● Task requirements:
The listing below should be printed again word for word, without any images.
*** Block opens ***
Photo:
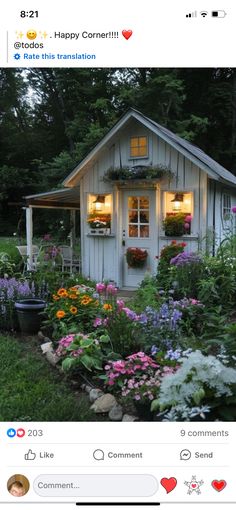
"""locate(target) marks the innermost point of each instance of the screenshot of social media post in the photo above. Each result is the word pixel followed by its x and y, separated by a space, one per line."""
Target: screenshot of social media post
pixel 117 258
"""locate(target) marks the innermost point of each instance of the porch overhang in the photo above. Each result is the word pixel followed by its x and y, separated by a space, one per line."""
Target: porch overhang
pixel 67 198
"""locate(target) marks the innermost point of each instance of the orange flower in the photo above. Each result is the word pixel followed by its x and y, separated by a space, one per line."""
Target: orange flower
pixel 62 293
pixel 73 310
pixel 86 300
pixel 107 306
pixel 73 295
pixel 60 314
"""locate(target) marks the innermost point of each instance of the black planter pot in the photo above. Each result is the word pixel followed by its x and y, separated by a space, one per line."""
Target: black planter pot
pixel 144 410
pixel 29 314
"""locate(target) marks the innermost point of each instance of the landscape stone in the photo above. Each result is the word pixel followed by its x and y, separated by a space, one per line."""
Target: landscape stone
pixel 47 347
pixel 104 403
pixel 52 358
pixel 116 413
pixel 129 417
pixel 94 394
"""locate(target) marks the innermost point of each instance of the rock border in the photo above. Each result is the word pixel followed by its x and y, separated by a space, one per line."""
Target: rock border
pixel 102 403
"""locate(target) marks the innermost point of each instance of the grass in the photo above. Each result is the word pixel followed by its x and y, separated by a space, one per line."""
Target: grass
pixel 31 390
pixel 8 245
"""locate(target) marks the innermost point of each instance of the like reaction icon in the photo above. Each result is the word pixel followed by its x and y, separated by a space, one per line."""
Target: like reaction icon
pixel 30 455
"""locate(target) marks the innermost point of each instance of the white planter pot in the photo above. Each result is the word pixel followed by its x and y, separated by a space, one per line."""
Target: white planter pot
pixel 100 231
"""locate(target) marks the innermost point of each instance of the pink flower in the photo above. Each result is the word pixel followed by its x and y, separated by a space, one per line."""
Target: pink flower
pixel 194 301
pixel 97 322
pixel 120 304
pixel 111 289
pixel 46 237
pixel 100 287
pixel 188 218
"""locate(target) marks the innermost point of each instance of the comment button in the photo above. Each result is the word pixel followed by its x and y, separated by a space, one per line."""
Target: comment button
pixel 101 485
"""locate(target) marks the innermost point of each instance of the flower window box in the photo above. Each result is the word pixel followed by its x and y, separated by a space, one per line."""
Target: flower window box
pixel 136 257
pixel 100 231
pixel 178 213
pixel 99 214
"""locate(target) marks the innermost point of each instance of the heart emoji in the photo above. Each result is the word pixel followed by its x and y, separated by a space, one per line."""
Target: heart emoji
pixel 169 484
pixel 127 34
pixel 218 485
pixel 20 433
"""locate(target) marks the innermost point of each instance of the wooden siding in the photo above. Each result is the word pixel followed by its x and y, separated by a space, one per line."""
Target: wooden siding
pixel 103 258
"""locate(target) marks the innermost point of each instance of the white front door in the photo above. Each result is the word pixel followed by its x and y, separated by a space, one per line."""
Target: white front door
pixel 139 231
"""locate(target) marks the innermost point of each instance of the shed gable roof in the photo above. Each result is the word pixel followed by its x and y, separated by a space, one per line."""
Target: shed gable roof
pixel 189 150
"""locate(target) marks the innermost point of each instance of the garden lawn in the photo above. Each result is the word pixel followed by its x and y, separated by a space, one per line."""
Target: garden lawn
pixel 31 390
pixel 8 245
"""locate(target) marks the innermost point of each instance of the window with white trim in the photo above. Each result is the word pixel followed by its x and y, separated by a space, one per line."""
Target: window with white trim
pixel 138 146
pixel 226 206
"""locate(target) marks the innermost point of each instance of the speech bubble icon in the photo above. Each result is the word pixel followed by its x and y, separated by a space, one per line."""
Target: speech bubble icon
pixel 185 454
pixel 98 454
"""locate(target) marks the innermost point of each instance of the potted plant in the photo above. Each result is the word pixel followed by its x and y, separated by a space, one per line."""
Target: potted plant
pixel 99 223
pixel 177 224
pixel 29 313
pixel 136 257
*** Block closes ***
● Answer for this exercise:
Photo:
"""locate(target) marks the innermost point of each instance of the screenshot of social media post in the photo above. Each result is the word pixel followed by its x and y, separated by a space, one per line."""
Target: screenshot of social media post
pixel 117 258
"""locate(target) marks the innermost point of each instance of the porch overhang in the photo above. Each result is the word pixel followed by its x and y, separated by a space, one per line."""
Target: porch overhang
pixel 67 198
"""locate(target) marks the innermost point of each instance of the orange flower in the photo above. Each result is the word pixel followed by its x and y, separated by a space, one per line."""
Target: orange flower
pixel 62 293
pixel 73 310
pixel 86 300
pixel 107 306
pixel 73 295
pixel 60 314
"""locate(target) marks the innermost point of each instance of the black planter pot in the photo above. Each result is the word pixel followed by its x and y, separated by a space, one per line."""
Target: black planter pot
pixel 144 410
pixel 29 314
"""locate(target) marks the innermost point of each instance of the landscape stone in the photo above. Each result is the word pixel followed by its x and y, separated by a space, one per line."""
Target: landscape stone
pixel 47 347
pixel 104 403
pixel 52 358
pixel 116 413
pixel 129 417
pixel 94 394
"""locate(target) marks the innermost point of each instance of the rock border in the photo above. Each result is the word pixel followed by its x and y, separated by a space, one per line."""
Target: rock border
pixel 102 403
"""locate(target) marks the innermost point of each instance of the grass in the photo above. Each result is the word pixel followed by its x and y, separated by a space, one per line."""
Target: grass
pixel 31 390
pixel 8 245
"""locate(target) marks the innermost point of each instance of the like reaction icon in the photo above. Each result is the word pixel followed by its x and y, separated by a space, one per line."""
Target: like reaction icon
pixel 30 455
"""locate(target) marks the innermost point of each instance of the white planter pot in the photo above. Each result is the word pixel followed by its x and y, separated by a space, one per line."""
Target: white planter pot
pixel 100 231
"""locate(target) marks the innermost point of each instance of the pink flower in the photo above. Each result is the word pixel followed by its x and y, separated by a space, one per line."""
Target: pink flower
pixel 194 301
pixel 97 322
pixel 120 304
pixel 111 289
pixel 46 237
pixel 100 287
pixel 188 218
"""locate(target) marks the innermost point of each instance of the comment button in the photo above. Each result is the word pixel followed by its x and y, separated by a space, one per line."""
Target: comment button
pixel 101 485
"""locate(target) marks the innermost point of each instance of the flower window box in the photo above. Each result is the word pixel followed by its x and y, separated by a space, one per line."""
Target: flower window box
pixel 136 257
pixel 100 231
pixel 178 213
pixel 99 214
"""locate(target) marks the innermost point of each instance of the heart emoji in the photo above. Each result is the word pixel followed by its x and y, separated by a space, one per line."""
Target: heart emoji
pixel 169 484
pixel 127 34
pixel 218 485
pixel 20 433
"""locate(target) marks the innermost point of each instance of the wooden siding in the photo above. Each result is the word pixel followed by its x and y, separated by a space, one per line."""
Target: wooden siding
pixel 103 258
"""locate(target) marks the innermost point of each instance of the white front door in the photo above. Each result is the word pixel followed by its x and y, separated by a space, one per line."""
Target: white front door
pixel 139 231
"""locate(target) marks the innermost point of each instance of the shed gable roof in the photo above. Each result is the word pixel followed by its x and y, separated by a space, one per line."""
Target: shed gable roof
pixel 189 150
"""locate(target) marks the innermost point of each instance of the garden lawn in the photo above. Each result is the word pixel followed by its x and y, separated by a space, one per line."""
Target: garden lawn
pixel 31 390
pixel 8 245
"""locate(target) marks the innermost point of each instance of the window with white trim in the photo above. Each result is the word pixel followed by its x and y, separated by a space, one per line."""
Target: window with white trim
pixel 138 146
pixel 226 206
"""locate(target) marks the innermost point of each instance of the speech bubble icon in the photo above. Each result is the word pixel followed by its x and y, separated by a space, one per line."""
Target: speech bubble icon
pixel 185 454
pixel 98 454
"""locate(target) marks the innermost point of each instance of the potted plant in the photo above. Each result is the word pixel followed by its x and y, separated by a space, one per line."""
Target: potted plant
pixel 99 223
pixel 177 224
pixel 29 313
pixel 136 257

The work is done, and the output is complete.